Your objective: Everything in the listing should be restated word for word.

══ Records shown

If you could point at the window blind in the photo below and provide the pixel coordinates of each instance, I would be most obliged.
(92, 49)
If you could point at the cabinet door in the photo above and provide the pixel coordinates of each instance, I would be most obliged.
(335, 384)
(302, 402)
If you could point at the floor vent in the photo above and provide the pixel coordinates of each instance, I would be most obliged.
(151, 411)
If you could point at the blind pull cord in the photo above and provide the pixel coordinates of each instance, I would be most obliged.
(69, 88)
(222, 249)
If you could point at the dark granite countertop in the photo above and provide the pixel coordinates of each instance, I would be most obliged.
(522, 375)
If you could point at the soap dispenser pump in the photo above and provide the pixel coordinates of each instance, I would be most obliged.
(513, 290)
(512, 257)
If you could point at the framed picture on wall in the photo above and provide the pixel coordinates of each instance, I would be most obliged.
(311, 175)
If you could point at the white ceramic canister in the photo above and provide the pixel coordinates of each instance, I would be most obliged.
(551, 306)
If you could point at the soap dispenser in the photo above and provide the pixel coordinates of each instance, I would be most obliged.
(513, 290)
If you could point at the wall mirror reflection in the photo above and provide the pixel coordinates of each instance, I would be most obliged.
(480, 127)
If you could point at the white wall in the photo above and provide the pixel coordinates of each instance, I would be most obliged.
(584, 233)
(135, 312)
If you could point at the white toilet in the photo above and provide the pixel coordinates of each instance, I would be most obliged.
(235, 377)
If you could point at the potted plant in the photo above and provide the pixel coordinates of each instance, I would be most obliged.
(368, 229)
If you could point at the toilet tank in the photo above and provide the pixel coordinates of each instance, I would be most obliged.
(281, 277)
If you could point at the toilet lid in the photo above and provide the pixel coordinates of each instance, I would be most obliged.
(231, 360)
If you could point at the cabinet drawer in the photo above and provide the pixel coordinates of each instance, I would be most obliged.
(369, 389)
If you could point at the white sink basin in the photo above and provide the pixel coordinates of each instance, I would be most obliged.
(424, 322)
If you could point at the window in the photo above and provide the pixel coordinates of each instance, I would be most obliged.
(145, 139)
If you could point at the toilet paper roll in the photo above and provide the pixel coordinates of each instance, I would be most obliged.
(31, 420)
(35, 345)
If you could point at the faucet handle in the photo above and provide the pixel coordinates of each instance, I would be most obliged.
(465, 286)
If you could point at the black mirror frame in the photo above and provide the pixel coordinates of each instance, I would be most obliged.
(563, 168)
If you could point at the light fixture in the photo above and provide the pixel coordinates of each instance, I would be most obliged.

════

Solution to this task:
If you could point at the window blind in the photo below and provide the pixel coordinates of each instance, I would be most obliged.
(92, 49)
If you could point at the cabinet door in the photo above and provide the pixel coordinates of each instance, I would be most obliged.
(335, 384)
(302, 402)
If you could point at the floor vent in the photo above and provide the pixel coordinates of each instance, I would be most obliged.
(151, 411)
If you could point at the blind pull cord in the photo above and provide the pixel coordinates of each instance, I would be most obliged.
(69, 88)
(222, 249)
If you could point at the dark granite countertop in the photo above and provide the pixel coordinates of each instance, I would be most obliged.
(522, 375)
If you could point at the soap dispenser pump in the photo above and provide the pixel coordinates of each instance, I would be most obliged.
(513, 290)
(512, 257)
If you could point at the framed picture on wall in the photo above and provide the pixel coordinates of each instance, I would be most obliged.
(311, 175)
If you could point at the white ceramic canister in the photo above and provide the pixel coordinates of each instance, I would be most obliged.
(551, 306)
If you could point at the soap dispenser in the photo above and provide the pixel coordinates of each instance, I would be most obliged.
(513, 290)
If you could point at the wall mirror reflection in the photo above and provide the pixel coordinates of each instance, I would be most obliged.
(480, 127)
If you could point at the white wall in the photo above and provide the pixel coordinates of each instance, I would be most obliged.
(584, 233)
(135, 312)
If you could point at the white toilet in the photo above and provide the pixel coordinates of each instance, I would be most obliged.
(235, 377)
If you could point at the potted plant in the photo above and provide the pixel coordinates of each instance, I would be most obliged.
(368, 229)
If you could point at the toilet tank in the photo above and provide the pixel coordinates of each instance, I would be most obliged.
(281, 277)
If you could point at the toilet lid in the photo above and provide the pixel coordinates of each instance, I would be most obliged.
(231, 360)
If you could point at the cabinet drawer in the photo above and provide the pixel coordinates of each instance, I would be most obliged.
(369, 389)
If you could point at the white sink basin in the photo above and provide the pixel coordinates of each instance, I would be most obliged.
(424, 322)
If you could point at the window in the photo above and provide the pixel coordinates of each instance, I would be most obliged.
(145, 139)
If you could point at the toilet paper roll in the photo above and provide the pixel coordinates of each instance, I would be most obliged.
(31, 420)
(35, 345)
If you could point at the faucet handle in the photo above and provide the pixel coordinates of each instance, I would be most obliged.
(465, 286)
If you could point at the black mirror frame in the photo above and provide the pixel coordinates of each instance, I would be most obliged.
(563, 168)
If you could point at the light fixture in the photo above and provide the pixel coordinates of each instance, I would be most obliged.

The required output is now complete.